- **EXERCISE OBJECTIVE**
Copy out only the span from the line with "Where can the horizontal" to the end of the data, both ends kept, word for word.

>> Begin

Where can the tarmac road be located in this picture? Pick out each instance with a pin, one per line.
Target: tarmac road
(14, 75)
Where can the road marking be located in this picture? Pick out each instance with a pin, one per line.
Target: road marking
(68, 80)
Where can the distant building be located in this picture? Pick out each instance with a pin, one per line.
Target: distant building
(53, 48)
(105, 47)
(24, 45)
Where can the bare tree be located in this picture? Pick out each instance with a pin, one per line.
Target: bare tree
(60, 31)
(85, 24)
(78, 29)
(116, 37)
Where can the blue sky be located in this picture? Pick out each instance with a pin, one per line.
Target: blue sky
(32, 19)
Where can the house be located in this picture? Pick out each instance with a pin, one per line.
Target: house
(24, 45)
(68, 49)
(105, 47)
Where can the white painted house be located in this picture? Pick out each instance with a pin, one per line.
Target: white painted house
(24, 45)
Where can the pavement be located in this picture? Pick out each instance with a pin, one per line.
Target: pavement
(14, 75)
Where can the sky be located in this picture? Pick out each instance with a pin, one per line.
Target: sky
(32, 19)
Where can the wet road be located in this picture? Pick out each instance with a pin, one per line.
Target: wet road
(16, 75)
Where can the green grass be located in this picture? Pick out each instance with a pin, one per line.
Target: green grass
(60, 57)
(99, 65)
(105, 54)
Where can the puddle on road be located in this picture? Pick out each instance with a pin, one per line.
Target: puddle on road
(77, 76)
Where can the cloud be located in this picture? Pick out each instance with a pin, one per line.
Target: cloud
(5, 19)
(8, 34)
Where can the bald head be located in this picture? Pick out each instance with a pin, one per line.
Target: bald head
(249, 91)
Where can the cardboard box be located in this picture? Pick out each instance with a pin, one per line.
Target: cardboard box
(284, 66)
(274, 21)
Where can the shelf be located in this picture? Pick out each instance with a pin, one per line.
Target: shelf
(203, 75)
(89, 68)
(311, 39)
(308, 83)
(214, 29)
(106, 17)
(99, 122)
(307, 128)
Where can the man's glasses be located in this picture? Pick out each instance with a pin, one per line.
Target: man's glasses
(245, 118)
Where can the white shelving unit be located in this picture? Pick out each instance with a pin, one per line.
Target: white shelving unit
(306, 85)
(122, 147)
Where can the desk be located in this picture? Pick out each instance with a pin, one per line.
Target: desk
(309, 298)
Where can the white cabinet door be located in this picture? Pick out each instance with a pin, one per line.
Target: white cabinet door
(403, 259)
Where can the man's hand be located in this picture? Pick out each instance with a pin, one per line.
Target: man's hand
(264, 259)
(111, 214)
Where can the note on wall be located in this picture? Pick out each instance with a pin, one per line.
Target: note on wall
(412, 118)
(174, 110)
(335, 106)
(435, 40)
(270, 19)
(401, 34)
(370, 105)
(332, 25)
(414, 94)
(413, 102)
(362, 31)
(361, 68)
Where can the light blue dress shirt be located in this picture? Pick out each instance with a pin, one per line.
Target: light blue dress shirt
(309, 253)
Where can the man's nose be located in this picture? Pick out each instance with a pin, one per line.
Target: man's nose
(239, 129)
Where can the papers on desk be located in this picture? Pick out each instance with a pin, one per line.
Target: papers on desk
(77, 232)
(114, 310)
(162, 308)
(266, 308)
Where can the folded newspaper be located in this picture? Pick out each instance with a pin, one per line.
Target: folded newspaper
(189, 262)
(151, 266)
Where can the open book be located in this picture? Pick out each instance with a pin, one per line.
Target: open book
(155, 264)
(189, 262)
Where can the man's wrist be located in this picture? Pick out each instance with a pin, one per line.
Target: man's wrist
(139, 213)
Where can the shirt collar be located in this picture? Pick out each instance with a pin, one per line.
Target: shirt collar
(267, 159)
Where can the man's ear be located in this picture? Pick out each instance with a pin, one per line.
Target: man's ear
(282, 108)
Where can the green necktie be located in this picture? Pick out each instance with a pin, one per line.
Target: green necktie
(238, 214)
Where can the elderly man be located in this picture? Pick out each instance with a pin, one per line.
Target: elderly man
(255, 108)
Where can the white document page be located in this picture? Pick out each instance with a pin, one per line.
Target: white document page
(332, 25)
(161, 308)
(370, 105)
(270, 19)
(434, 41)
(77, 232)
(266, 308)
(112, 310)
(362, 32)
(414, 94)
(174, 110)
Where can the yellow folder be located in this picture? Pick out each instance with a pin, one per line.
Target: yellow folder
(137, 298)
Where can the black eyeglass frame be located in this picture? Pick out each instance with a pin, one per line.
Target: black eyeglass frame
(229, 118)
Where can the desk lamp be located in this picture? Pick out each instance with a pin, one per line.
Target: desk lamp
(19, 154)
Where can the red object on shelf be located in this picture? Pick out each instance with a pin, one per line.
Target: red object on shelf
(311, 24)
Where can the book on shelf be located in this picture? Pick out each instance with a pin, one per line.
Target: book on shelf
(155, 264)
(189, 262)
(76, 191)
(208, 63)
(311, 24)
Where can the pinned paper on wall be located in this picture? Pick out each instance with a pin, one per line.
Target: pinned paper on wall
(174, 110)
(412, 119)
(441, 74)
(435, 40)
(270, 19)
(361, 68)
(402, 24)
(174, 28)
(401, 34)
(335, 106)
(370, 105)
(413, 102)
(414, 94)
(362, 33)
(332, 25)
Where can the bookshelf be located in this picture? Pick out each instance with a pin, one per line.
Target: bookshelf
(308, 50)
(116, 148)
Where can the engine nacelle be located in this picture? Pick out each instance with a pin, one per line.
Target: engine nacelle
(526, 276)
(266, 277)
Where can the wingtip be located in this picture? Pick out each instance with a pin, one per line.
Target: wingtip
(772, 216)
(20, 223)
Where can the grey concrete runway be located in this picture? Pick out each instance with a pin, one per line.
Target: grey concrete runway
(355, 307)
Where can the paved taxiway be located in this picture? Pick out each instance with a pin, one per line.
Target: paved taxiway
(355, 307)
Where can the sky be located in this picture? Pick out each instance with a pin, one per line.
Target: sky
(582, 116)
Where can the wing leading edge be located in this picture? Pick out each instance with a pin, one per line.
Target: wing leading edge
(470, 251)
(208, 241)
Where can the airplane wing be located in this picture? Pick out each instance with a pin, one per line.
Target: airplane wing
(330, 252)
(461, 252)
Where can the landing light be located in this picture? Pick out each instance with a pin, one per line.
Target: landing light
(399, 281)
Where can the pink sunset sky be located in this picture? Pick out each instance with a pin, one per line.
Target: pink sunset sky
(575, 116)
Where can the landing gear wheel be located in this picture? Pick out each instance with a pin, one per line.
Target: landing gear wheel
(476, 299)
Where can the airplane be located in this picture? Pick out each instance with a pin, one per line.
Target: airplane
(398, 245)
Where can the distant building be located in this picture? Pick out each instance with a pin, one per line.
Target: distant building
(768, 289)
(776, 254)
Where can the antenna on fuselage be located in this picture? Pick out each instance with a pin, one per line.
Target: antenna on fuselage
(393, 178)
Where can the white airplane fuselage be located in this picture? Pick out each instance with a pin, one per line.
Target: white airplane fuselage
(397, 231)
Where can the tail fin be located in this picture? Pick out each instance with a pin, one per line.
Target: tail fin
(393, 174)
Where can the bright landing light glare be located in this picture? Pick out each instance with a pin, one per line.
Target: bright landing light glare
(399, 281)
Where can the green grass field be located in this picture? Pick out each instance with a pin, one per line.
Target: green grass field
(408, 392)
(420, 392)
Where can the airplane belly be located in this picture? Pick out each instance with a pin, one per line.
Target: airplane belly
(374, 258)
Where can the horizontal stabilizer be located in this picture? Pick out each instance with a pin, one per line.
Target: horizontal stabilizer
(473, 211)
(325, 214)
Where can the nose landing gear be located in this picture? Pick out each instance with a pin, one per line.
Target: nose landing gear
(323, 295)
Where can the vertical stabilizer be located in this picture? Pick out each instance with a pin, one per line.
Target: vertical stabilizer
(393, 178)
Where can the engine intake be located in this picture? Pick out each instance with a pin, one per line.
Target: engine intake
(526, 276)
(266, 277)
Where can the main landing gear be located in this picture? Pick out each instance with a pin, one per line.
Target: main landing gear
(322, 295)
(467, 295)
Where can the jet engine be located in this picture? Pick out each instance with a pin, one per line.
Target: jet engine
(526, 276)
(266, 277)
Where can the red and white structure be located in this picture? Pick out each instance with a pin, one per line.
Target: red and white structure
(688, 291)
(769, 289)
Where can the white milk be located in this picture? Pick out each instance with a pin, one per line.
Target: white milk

>> End

- **ANSWER TO THE PROBLEM**
Where can the horizontal stabilizer be located in this picture? Pick out each instance with a pin, one per line.
Target: horizontal stabilizer
(473, 211)
(325, 214)
Where can the nose landing gear be located in this picture? Pick out each instance with a pin, one per line.
Target: nose landing gear
(323, 295)
Where can the vertical stabilizer be located in this picture? Pick out each instance with a pin, one per line.
Target: vertical stabilizer
(393, 178)
Where can the engine intake be located in this picture? Pick out each instance with a pin, one per line.
Target: engine intake
(526, 276)
(266, 277)
Where can the main landing gear be located in this picture? Pick out each instance with a pin, one per line.
Target: main landing gear
(322, 295)
(467, 295)
Where can the jet engine be located in this picture? Pick out each instance with a pin, one per line.
Target: jet engine
(526, 276)
(266, 277)
Where can the red and white structure be located in this picture? Pick out each instance with a pin, one per line.
Target: red and white structure
(688, 291)
(769, 289)
Where can the white milk be located in this picture? Pick out each instance with a pin, one per line.
Target: white milk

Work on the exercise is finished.